## [Task brief]
Copy out exactly every line from the line containing "Expected content: car's front" until the records below end, inclusive of both boundary lines.

## [Record list]
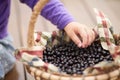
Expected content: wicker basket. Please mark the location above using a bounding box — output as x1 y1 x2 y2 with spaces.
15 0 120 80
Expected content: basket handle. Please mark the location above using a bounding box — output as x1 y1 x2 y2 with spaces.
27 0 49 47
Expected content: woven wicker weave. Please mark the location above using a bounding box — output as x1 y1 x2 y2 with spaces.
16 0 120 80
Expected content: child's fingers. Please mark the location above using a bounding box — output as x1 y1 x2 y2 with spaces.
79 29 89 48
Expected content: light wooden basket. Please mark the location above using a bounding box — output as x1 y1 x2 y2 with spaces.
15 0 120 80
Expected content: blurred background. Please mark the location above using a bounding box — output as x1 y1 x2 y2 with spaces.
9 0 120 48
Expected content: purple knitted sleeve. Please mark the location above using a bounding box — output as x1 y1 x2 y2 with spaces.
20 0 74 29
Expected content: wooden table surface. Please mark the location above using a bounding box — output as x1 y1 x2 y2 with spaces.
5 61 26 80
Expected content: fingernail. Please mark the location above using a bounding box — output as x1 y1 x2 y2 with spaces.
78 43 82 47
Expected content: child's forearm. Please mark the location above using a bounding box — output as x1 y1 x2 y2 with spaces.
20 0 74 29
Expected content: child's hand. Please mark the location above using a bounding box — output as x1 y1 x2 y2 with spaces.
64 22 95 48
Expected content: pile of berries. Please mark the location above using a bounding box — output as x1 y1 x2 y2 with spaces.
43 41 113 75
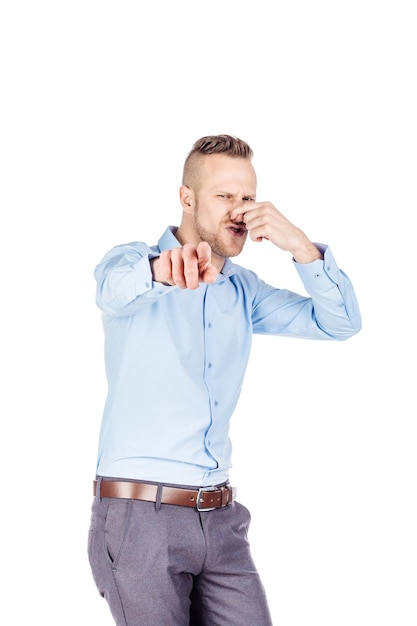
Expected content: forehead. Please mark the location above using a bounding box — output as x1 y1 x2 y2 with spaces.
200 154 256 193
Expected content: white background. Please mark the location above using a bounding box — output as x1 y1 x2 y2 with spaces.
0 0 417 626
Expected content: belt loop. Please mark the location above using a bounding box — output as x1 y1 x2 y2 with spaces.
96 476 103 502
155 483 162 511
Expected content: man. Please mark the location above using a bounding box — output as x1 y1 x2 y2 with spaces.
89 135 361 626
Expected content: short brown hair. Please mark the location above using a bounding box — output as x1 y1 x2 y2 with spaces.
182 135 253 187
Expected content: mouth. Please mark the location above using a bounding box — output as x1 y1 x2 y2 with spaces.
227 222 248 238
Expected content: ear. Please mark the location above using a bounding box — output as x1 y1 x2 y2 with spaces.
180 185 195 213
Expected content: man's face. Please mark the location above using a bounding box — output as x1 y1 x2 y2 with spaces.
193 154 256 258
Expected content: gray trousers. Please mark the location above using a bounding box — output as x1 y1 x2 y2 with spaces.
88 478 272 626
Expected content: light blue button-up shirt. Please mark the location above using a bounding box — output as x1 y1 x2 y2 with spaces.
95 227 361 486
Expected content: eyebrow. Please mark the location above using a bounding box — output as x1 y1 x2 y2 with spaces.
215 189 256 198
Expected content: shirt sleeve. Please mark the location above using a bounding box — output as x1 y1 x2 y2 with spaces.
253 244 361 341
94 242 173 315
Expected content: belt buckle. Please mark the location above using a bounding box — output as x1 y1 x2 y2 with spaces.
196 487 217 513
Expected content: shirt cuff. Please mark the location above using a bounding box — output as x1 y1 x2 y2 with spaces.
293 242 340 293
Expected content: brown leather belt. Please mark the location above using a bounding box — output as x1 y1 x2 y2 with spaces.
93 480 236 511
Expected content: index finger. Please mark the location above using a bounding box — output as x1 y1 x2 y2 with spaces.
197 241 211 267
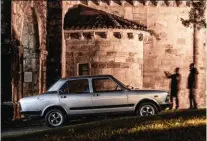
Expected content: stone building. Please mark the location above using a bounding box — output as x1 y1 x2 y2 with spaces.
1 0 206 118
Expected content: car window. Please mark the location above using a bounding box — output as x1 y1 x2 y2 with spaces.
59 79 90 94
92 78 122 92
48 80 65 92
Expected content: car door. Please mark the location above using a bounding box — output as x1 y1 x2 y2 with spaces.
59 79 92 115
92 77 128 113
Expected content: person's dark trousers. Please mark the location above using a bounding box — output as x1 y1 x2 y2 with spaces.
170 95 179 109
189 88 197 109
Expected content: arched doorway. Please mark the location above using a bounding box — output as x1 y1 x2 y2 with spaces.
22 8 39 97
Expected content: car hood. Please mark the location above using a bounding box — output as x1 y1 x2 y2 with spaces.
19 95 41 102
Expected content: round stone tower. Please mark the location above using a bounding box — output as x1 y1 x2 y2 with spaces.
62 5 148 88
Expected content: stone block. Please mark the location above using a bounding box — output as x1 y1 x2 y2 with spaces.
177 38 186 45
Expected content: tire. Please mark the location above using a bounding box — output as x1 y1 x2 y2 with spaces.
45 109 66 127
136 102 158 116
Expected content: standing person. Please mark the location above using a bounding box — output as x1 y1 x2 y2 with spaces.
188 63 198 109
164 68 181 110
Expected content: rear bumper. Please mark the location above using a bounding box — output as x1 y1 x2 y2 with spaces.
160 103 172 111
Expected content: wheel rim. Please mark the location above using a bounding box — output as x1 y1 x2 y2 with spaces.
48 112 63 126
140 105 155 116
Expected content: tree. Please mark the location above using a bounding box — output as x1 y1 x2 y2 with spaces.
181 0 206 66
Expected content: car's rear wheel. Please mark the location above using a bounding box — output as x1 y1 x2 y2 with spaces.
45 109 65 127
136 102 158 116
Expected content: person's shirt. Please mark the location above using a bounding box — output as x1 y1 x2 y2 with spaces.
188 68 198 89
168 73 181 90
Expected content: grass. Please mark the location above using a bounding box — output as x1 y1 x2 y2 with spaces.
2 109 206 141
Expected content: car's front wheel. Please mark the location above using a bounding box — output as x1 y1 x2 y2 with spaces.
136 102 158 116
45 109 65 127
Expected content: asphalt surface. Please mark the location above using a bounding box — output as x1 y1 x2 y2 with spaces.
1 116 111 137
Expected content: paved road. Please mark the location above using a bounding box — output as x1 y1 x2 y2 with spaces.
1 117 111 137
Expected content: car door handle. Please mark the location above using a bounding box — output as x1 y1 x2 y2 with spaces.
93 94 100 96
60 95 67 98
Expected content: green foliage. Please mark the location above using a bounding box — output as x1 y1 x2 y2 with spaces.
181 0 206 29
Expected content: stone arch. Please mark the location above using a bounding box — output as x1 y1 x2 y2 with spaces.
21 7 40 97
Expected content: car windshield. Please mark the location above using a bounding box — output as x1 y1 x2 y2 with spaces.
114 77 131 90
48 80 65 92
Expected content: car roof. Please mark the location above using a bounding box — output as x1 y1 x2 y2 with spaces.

## [The solution]
Expected content: car's front wheel. Please mark the location above using a bounding box — output as x1 y1 x2 y2 with spaces.
136 102 158 116
45 109 65 127
Expected content: asphalt surface. Please mark the location above using a bounding box — output as x1 y1 x2 y2 with spaces.
1 116 111 137
Expected content: paved road. Please mark the location above using a bounding box — output as x1 y1 x2 y2 with spaces.
1 117 111 137
Expected content: car door handle. Please mark the location above using a bounding box — output as x1 y1 x2 y2 with spaces.
93 94 100 96
60 95 67 98
Expected content: green foliage. Please mark the location above using a bounding box — output as x1 y1 x2 y2 with spaces.
181 0 206 29
Expected content: stone arch. Please mark the location above using a bounding box — output as x1 y1 x2 y2 with spaces.
21 7 40 97
Expected content: car windshield. Please mark the location above using a bounding box — output as x1 y1 x2 y2 with spaces.
114 77 131 90
48 80 65 92
Expected content: car roof. Please mark the location above using a bounding box — output as x1 y1 x2 y2 with spaces.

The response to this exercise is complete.